■ Problem
Only the number should be given: how many lines below contain "every".

(Beginning of Given information)

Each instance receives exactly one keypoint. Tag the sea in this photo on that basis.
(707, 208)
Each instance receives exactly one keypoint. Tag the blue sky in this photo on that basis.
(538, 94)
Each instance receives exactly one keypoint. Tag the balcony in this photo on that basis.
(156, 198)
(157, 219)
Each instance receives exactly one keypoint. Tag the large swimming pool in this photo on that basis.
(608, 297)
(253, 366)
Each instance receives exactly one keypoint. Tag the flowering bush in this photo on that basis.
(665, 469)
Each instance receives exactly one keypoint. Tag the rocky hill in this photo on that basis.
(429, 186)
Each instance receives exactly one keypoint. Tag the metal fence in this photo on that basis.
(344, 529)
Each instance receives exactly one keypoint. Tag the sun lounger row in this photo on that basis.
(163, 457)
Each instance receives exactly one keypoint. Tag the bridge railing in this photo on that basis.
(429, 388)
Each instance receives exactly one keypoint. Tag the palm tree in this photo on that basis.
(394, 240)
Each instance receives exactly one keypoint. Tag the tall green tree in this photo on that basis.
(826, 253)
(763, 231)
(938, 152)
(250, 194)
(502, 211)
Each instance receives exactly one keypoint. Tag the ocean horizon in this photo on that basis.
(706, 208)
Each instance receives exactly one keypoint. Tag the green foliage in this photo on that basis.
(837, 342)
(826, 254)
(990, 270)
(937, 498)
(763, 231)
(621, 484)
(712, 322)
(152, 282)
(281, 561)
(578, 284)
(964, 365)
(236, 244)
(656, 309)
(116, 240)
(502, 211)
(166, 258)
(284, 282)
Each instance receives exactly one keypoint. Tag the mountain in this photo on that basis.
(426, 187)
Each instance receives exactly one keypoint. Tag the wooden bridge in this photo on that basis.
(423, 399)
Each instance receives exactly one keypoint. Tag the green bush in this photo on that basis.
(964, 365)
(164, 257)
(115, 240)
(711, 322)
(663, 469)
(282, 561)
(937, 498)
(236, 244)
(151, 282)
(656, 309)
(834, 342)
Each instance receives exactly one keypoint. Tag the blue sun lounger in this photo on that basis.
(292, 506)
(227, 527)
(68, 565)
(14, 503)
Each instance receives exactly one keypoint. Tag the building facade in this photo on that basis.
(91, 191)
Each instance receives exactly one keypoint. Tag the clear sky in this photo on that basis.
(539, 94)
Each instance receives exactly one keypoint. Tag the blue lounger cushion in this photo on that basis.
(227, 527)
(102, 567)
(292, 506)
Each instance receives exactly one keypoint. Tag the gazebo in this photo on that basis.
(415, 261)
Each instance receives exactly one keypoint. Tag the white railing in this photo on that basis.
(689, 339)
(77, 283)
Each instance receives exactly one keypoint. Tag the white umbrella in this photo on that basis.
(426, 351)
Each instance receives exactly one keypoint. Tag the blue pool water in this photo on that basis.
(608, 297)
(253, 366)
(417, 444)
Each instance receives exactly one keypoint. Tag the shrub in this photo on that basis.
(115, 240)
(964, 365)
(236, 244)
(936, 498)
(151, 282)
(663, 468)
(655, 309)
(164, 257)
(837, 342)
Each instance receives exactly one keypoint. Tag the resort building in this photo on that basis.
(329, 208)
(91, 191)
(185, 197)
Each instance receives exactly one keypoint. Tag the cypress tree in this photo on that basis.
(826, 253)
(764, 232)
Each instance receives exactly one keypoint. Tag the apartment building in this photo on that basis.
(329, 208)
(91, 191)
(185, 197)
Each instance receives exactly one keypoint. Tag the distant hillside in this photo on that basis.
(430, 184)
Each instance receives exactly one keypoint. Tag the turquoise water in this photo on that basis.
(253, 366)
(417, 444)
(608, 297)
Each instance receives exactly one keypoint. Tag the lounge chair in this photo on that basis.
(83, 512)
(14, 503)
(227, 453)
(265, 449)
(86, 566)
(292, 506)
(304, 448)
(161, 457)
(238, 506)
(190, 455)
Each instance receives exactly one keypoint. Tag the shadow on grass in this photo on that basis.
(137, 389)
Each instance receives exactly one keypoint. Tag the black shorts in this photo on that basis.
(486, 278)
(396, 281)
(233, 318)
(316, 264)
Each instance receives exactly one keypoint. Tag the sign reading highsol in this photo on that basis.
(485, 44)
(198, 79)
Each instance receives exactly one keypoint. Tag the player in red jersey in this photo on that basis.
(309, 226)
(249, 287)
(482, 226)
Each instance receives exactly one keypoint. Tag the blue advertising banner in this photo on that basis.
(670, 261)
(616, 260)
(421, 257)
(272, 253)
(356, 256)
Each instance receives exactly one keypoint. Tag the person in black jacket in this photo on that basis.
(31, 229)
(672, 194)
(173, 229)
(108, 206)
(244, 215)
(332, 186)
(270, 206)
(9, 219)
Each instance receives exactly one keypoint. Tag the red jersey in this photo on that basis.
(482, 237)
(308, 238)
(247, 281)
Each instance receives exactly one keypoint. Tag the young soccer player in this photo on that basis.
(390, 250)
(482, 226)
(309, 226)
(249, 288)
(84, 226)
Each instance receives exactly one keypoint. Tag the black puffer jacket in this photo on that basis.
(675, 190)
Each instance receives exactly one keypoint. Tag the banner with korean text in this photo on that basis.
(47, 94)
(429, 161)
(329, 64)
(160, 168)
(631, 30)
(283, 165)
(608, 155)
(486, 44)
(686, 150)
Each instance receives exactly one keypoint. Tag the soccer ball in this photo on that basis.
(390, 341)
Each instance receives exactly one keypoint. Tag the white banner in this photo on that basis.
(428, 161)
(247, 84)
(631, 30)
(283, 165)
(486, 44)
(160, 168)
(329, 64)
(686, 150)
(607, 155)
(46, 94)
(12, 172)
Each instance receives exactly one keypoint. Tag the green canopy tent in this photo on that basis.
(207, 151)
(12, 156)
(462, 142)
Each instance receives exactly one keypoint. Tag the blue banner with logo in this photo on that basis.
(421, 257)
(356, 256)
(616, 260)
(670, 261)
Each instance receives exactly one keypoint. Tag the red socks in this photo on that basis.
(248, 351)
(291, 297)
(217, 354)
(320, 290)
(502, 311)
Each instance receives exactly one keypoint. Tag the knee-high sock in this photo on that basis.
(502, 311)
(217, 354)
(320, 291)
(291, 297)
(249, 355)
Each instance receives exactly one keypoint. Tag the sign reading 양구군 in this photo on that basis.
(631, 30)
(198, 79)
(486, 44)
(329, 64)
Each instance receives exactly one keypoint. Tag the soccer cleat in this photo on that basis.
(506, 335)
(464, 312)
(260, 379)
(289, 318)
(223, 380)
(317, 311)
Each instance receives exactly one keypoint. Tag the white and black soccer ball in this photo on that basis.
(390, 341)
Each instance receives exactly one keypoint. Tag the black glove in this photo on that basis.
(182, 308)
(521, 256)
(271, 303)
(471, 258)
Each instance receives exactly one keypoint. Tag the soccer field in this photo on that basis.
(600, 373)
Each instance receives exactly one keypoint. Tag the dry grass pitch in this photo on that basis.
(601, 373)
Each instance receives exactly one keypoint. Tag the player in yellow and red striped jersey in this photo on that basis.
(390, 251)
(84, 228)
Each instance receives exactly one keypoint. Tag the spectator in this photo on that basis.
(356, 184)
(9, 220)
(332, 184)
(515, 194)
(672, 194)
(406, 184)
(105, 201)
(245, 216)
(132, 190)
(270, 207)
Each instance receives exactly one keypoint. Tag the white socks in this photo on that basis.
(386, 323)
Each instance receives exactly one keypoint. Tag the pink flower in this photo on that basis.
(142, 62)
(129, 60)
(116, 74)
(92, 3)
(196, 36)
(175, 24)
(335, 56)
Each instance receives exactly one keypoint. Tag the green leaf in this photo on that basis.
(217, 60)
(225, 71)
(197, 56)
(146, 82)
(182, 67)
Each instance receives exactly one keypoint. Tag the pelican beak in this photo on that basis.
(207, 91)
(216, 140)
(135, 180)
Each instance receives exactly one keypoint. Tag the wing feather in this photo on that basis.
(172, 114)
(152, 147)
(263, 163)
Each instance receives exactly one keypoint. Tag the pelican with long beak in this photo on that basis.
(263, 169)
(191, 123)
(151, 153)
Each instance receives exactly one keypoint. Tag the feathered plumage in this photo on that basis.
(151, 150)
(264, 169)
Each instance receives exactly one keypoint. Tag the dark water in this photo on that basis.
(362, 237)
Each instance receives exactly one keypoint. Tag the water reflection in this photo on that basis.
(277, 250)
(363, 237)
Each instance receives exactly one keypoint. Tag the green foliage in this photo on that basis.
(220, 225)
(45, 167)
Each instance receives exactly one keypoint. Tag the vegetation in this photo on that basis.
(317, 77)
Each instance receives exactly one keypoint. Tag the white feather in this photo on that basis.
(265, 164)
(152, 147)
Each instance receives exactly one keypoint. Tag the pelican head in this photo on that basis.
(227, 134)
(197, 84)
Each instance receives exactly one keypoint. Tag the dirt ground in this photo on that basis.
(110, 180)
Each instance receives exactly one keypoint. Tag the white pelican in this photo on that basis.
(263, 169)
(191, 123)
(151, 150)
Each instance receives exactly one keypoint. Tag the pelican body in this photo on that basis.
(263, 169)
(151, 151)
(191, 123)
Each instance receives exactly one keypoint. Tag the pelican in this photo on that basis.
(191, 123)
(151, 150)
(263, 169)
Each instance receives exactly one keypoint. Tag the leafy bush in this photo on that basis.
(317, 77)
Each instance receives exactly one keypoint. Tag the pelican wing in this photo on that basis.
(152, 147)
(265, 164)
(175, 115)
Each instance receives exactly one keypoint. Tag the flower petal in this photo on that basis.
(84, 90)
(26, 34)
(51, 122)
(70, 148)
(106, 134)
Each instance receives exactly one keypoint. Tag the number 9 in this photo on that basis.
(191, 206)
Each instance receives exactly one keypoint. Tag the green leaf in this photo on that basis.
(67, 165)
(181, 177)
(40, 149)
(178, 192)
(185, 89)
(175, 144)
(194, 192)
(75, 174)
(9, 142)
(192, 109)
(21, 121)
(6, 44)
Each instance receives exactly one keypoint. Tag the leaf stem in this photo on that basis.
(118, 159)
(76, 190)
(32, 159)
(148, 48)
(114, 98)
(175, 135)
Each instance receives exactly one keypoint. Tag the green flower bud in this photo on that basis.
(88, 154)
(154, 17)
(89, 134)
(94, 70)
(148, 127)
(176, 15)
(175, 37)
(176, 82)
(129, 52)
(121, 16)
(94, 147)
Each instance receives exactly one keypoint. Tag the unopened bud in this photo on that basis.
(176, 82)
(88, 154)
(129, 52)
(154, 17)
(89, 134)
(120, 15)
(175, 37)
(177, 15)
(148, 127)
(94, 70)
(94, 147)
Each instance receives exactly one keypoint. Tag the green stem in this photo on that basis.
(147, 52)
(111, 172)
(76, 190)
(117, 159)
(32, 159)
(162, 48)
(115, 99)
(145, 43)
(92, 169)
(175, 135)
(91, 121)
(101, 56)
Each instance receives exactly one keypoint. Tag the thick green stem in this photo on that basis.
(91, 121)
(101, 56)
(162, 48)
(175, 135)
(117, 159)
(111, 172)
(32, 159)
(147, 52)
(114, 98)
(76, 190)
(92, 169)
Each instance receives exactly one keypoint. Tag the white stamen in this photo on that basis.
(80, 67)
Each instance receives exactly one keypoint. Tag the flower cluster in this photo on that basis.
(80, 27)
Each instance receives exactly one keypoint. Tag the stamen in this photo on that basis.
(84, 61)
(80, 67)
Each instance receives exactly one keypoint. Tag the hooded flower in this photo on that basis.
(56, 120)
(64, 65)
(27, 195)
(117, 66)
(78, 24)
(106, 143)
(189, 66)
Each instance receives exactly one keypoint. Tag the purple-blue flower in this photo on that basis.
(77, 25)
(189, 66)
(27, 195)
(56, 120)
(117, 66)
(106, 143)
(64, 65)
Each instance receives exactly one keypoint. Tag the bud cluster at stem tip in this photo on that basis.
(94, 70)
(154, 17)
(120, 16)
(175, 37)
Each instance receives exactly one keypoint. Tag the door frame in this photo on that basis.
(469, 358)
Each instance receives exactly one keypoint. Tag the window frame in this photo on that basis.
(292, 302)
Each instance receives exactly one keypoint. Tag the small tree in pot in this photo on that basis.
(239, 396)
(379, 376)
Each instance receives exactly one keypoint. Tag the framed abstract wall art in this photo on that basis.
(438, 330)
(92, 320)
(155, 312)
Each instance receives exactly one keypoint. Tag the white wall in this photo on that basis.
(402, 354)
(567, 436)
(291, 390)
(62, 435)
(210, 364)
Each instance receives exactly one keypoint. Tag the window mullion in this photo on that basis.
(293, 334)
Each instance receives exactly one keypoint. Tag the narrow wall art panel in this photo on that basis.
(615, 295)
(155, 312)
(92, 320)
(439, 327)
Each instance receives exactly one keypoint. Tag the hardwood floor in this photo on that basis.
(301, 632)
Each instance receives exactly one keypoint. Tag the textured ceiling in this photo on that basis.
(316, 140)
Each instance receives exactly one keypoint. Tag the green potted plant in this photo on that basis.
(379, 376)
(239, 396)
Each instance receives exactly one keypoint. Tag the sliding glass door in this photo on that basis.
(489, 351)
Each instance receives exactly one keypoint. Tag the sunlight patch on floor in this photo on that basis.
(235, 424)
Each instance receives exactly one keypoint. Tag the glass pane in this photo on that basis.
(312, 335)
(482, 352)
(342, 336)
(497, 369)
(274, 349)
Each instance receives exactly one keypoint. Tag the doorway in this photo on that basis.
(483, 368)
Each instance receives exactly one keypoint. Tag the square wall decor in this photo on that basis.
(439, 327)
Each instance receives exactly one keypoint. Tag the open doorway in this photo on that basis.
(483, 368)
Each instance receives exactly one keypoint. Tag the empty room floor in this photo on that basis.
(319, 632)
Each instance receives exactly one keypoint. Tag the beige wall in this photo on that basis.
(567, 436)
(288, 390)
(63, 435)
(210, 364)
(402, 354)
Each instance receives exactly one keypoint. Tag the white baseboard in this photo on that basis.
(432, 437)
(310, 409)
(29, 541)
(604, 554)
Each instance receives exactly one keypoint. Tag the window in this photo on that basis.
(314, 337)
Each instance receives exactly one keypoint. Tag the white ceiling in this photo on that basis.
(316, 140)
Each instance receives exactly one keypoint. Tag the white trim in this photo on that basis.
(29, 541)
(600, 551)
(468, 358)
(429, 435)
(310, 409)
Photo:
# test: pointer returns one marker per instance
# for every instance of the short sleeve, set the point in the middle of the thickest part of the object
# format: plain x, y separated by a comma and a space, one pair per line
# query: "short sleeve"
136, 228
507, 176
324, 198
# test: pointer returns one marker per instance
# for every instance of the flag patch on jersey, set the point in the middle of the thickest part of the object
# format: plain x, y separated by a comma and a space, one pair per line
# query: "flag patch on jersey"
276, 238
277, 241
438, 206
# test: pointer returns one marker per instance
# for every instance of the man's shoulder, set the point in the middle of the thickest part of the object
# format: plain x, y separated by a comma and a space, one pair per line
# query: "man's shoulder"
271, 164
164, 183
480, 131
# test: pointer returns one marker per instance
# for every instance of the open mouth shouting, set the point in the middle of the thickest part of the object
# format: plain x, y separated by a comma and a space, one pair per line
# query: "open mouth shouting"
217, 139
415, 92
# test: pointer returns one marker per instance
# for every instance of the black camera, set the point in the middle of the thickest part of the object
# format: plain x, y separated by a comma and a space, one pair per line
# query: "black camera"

(End of Given information)

■ Exercise solution
5